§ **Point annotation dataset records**

=======

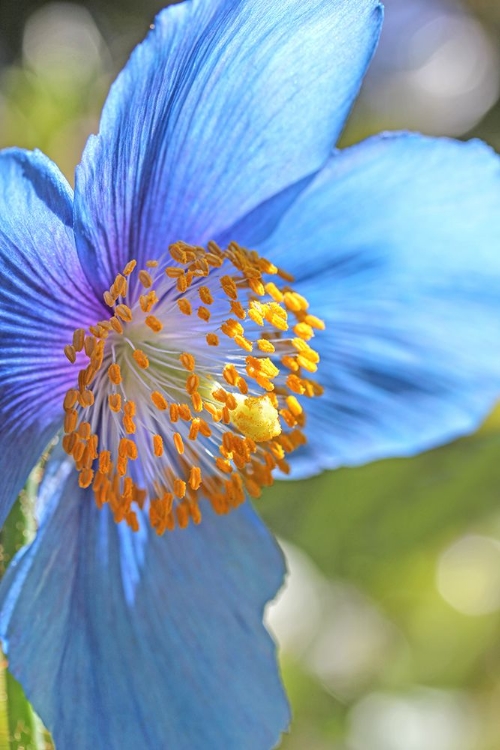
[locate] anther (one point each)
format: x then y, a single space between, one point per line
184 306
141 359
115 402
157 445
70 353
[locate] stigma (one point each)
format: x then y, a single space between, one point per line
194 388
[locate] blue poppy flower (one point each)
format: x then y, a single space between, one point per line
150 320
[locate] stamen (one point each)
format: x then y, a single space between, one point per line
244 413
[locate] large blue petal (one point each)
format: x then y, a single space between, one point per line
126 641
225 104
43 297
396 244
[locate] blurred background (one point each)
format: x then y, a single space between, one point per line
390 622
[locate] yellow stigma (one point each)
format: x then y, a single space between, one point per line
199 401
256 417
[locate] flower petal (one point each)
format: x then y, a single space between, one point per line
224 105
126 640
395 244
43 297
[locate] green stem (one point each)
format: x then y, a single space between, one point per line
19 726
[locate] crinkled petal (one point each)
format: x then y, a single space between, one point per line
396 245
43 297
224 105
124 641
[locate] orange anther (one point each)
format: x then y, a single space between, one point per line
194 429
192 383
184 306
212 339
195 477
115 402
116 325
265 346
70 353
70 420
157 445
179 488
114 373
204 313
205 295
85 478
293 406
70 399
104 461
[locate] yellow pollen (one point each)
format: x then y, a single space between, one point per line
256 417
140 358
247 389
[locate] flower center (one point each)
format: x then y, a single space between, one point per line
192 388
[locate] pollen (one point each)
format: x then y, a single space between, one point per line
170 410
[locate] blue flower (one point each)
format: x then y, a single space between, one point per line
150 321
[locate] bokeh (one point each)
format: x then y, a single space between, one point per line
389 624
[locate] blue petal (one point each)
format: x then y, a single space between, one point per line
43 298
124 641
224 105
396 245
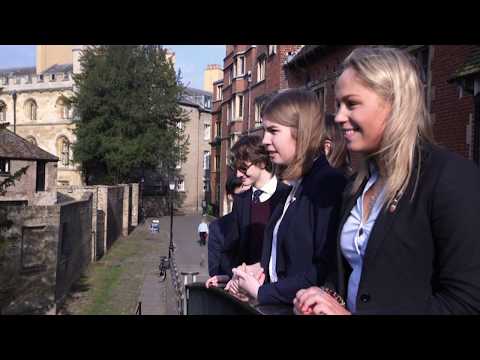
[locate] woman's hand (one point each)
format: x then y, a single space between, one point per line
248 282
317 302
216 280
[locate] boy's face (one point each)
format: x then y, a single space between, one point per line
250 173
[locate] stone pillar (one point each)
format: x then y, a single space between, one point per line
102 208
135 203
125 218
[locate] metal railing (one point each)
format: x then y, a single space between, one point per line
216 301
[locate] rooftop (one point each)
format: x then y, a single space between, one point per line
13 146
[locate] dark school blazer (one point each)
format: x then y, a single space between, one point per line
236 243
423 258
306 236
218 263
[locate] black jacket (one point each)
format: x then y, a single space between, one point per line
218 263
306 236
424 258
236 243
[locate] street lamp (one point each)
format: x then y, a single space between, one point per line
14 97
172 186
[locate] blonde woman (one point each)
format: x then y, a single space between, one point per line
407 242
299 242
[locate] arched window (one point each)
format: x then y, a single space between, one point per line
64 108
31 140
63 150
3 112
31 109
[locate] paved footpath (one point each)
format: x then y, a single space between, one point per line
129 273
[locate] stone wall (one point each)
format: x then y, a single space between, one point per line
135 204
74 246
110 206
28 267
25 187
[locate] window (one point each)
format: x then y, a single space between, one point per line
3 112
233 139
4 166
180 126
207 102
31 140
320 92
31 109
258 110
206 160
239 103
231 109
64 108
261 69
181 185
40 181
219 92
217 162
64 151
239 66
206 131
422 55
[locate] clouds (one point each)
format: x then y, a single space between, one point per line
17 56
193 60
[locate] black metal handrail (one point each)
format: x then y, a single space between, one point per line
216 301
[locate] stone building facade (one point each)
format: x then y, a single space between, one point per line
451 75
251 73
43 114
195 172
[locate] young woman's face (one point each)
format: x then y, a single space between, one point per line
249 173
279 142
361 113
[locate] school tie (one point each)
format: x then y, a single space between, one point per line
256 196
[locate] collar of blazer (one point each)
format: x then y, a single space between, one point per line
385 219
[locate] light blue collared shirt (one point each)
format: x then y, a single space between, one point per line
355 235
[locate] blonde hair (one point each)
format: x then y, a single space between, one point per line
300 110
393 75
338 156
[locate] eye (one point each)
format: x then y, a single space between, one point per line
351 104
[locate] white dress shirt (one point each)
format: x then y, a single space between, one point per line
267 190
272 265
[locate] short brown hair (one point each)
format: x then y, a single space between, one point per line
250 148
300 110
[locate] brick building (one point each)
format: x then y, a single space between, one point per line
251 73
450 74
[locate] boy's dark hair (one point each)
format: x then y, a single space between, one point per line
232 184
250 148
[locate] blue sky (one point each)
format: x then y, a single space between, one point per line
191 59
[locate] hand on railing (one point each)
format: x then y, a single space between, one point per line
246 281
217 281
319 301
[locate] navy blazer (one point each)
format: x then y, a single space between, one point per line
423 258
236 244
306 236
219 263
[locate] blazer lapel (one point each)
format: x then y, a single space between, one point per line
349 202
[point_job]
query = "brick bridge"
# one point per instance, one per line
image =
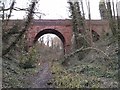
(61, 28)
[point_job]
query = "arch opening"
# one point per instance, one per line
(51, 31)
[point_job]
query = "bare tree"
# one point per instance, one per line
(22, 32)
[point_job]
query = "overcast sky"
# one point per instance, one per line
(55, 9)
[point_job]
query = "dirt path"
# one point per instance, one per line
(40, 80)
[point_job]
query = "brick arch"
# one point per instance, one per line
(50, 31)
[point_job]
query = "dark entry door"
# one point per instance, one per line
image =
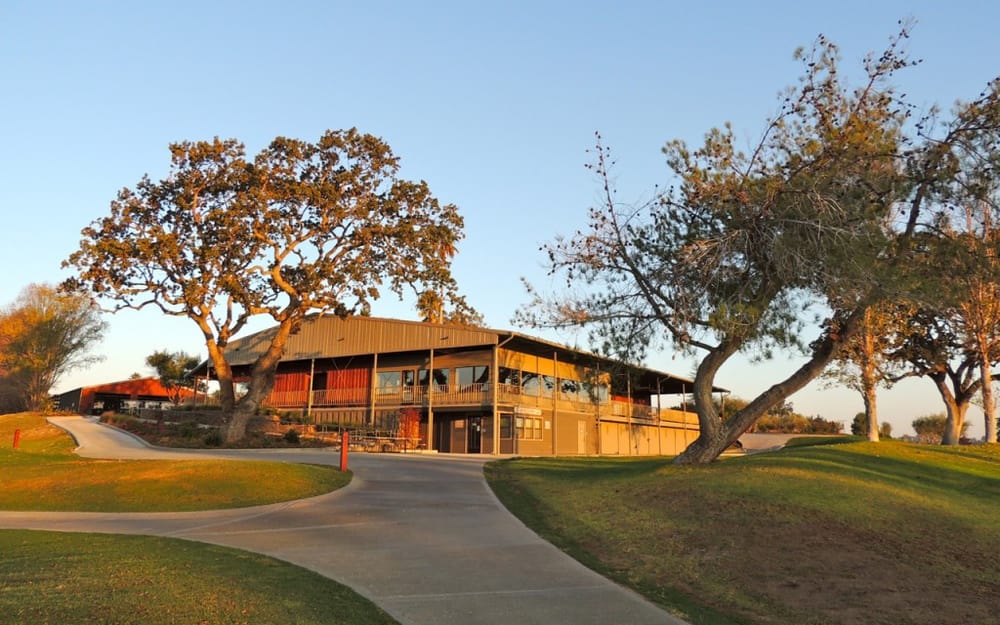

=======

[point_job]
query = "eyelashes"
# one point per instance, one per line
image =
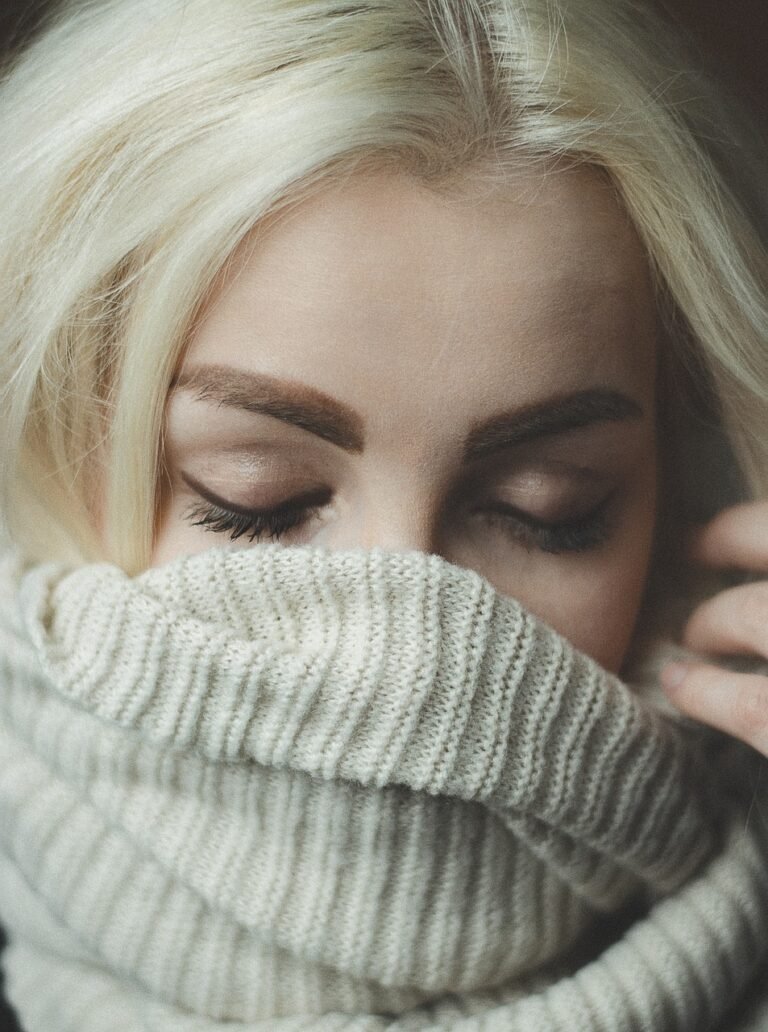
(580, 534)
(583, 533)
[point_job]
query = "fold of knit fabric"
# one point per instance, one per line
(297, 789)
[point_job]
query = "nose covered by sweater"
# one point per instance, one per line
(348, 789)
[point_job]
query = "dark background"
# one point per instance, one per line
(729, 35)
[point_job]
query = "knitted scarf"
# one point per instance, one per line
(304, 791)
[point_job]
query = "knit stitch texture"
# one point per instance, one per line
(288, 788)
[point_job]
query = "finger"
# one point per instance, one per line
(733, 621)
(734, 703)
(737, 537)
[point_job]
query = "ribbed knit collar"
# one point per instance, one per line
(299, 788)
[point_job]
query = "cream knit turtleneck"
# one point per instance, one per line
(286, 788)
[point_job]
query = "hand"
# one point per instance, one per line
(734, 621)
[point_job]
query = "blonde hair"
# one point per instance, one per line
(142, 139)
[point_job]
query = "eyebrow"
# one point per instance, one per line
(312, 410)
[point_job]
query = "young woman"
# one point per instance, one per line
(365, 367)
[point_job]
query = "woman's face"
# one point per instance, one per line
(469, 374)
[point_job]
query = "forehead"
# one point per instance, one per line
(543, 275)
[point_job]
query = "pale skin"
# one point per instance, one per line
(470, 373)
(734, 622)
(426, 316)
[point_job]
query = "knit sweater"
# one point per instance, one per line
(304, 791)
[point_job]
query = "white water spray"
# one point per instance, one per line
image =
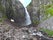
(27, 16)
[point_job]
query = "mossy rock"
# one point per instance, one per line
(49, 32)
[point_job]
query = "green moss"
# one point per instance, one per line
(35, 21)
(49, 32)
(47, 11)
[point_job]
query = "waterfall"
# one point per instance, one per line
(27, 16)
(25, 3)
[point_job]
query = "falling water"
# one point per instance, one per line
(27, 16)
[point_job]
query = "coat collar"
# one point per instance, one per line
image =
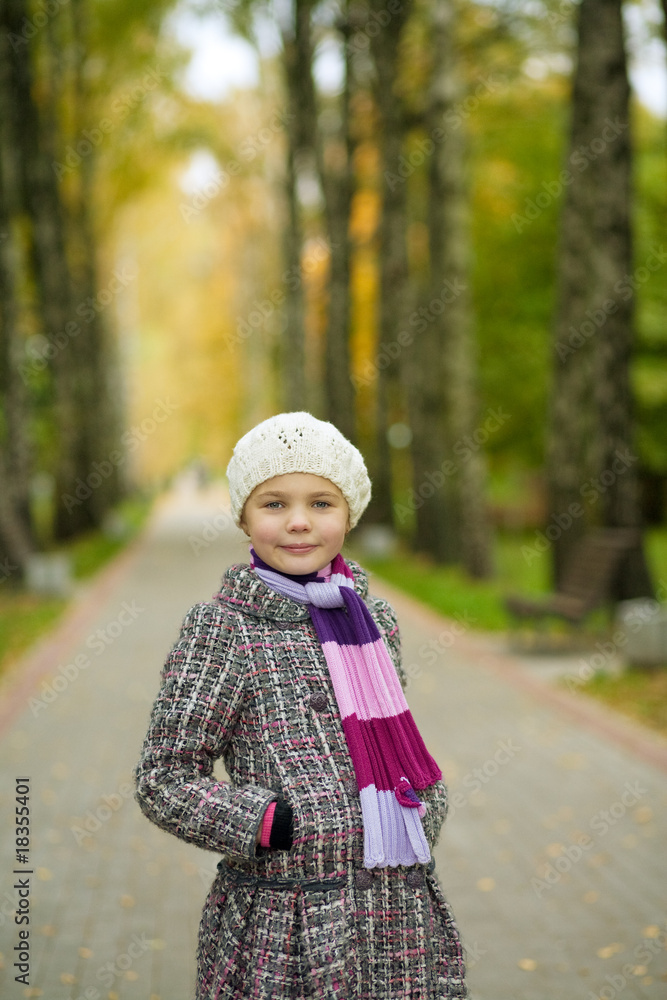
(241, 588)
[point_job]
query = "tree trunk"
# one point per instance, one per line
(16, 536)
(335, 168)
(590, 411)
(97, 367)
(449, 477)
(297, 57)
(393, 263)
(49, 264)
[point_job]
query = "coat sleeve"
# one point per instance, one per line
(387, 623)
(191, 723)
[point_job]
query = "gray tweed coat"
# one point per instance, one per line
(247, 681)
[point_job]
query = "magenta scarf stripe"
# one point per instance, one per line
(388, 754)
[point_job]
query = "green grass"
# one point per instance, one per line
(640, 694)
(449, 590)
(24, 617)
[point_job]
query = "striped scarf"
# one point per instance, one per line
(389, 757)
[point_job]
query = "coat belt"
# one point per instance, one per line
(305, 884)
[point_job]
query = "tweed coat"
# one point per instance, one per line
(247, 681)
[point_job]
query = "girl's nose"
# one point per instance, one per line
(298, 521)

=======

§ **Required work**
Pull out each line of the listing above that contains the string "stigma". Case matters.

§ **Answer for this exercise**
[locate] stigma (one point each)
[locate] yellow stigma (one point each)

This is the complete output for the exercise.